**Problem to work on:**
Copy the listing below from its first line through the line containing "208L371 225L340 275L295", including that line, without any changes.

**Material for this task:**

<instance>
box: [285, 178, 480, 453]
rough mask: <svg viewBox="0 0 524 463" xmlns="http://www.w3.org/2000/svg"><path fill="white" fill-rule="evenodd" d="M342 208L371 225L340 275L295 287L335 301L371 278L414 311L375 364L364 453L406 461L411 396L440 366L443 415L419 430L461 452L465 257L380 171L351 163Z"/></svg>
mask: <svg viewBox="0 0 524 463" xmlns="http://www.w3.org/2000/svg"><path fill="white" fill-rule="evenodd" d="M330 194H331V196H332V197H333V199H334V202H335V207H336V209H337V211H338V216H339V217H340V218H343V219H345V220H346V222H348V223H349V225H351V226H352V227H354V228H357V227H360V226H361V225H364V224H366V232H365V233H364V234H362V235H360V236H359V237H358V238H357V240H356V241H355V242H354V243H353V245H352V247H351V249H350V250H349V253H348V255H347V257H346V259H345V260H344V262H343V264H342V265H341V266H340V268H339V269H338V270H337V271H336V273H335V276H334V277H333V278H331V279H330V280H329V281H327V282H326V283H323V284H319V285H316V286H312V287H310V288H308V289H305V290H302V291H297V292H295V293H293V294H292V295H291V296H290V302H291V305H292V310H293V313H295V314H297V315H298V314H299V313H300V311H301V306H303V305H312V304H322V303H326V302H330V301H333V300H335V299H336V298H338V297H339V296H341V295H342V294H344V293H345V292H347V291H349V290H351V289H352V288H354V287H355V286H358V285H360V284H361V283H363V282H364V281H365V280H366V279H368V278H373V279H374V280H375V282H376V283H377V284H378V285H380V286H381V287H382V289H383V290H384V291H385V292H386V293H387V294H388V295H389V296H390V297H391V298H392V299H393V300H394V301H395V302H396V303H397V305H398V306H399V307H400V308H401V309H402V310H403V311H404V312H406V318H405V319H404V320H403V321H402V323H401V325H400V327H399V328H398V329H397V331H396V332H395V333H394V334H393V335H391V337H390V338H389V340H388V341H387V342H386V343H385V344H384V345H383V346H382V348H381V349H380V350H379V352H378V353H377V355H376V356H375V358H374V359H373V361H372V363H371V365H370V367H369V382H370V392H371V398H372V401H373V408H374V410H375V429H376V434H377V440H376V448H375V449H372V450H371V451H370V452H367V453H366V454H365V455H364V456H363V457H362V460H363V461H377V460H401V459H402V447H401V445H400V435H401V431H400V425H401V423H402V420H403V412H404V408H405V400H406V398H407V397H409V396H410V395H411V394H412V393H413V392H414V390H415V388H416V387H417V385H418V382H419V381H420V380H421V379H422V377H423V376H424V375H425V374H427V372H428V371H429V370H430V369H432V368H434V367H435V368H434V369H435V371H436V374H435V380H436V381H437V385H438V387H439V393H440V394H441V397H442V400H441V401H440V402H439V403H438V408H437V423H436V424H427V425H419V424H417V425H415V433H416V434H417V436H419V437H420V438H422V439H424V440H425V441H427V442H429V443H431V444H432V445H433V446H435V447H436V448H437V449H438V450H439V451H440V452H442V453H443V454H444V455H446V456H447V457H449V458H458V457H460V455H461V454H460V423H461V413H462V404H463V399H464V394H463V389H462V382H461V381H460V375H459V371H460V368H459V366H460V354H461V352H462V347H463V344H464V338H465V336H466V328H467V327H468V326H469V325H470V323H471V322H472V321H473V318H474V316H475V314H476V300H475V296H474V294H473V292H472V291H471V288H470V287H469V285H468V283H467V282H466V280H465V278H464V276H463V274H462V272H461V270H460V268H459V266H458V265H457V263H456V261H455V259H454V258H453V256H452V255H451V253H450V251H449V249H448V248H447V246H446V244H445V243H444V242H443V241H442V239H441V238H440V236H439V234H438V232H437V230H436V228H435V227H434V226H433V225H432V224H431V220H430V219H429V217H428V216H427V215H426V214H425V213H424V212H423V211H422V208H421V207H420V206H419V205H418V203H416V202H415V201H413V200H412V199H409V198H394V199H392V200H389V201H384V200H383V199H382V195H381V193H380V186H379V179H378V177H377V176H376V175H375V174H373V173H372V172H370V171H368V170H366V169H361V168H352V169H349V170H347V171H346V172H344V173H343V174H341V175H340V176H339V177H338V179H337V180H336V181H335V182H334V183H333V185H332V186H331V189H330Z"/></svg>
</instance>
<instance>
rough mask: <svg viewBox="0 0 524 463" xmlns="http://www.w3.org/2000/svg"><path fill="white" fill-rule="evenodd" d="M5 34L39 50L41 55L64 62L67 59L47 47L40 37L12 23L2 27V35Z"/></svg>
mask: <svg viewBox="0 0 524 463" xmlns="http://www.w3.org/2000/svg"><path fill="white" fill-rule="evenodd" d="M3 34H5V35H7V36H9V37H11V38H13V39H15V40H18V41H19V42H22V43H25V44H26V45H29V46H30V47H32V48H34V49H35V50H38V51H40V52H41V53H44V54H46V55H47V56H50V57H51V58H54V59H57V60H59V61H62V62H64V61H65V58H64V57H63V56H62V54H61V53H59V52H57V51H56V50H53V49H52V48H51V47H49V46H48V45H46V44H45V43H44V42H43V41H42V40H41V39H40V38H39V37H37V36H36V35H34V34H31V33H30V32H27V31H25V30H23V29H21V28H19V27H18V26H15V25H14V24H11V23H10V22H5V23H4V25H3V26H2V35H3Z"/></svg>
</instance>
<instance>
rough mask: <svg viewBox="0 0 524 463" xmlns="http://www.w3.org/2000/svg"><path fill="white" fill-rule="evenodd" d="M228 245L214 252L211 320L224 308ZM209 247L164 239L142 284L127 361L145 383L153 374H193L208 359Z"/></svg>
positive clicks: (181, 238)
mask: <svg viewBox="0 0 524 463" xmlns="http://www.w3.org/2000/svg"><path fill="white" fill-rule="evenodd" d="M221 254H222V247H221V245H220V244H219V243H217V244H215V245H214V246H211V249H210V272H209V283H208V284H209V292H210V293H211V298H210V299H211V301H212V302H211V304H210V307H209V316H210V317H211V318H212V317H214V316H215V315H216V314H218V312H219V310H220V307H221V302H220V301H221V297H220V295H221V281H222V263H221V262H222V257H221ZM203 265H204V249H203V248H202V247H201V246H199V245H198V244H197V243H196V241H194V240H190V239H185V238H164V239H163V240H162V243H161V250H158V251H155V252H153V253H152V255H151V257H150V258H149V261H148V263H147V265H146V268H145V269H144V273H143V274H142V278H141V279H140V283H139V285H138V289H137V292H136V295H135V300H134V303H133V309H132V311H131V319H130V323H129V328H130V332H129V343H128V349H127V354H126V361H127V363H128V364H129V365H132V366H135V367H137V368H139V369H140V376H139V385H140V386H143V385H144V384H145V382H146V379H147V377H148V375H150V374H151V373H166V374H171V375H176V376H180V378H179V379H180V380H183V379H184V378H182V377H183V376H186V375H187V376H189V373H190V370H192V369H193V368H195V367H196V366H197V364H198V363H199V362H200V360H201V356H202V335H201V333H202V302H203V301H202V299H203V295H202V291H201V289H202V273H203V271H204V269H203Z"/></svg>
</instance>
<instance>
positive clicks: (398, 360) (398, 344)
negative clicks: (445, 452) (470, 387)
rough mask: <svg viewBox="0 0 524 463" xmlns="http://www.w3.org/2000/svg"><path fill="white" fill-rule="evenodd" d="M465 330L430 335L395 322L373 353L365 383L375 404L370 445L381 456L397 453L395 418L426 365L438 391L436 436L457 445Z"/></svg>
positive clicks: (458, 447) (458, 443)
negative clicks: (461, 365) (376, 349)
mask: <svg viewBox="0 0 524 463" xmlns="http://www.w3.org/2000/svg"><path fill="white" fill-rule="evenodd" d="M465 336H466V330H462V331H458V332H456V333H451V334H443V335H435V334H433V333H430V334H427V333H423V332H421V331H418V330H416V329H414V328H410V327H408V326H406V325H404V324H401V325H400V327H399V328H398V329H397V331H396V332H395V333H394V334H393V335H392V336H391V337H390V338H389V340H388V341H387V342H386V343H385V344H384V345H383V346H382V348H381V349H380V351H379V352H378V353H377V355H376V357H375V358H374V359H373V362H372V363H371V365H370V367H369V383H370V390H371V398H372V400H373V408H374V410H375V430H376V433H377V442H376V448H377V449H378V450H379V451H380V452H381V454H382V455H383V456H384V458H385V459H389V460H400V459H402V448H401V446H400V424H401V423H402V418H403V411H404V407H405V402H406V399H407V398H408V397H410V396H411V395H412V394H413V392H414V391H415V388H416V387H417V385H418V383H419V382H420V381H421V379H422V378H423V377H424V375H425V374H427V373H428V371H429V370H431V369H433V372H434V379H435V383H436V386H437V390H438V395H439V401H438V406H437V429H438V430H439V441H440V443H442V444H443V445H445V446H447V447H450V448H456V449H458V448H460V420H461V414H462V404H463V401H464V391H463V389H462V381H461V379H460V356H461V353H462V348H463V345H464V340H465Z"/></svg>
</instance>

**Result for this exercise:**
<instance>
box: [285, 178, 480, 453]
rough mask: <svg viewBox="0 0 524 463" xmlns="http://www.w3.org/2000/svg"><path fill="white" fill-rule="evenodd" d="M342 208L371 225L340 275L295 287L335 301L371 278L414 311L375 364L364 453L406 461L411 396L440 366L443 415L419 430L461 452L465 257L380 171L351 163Z"/></svg>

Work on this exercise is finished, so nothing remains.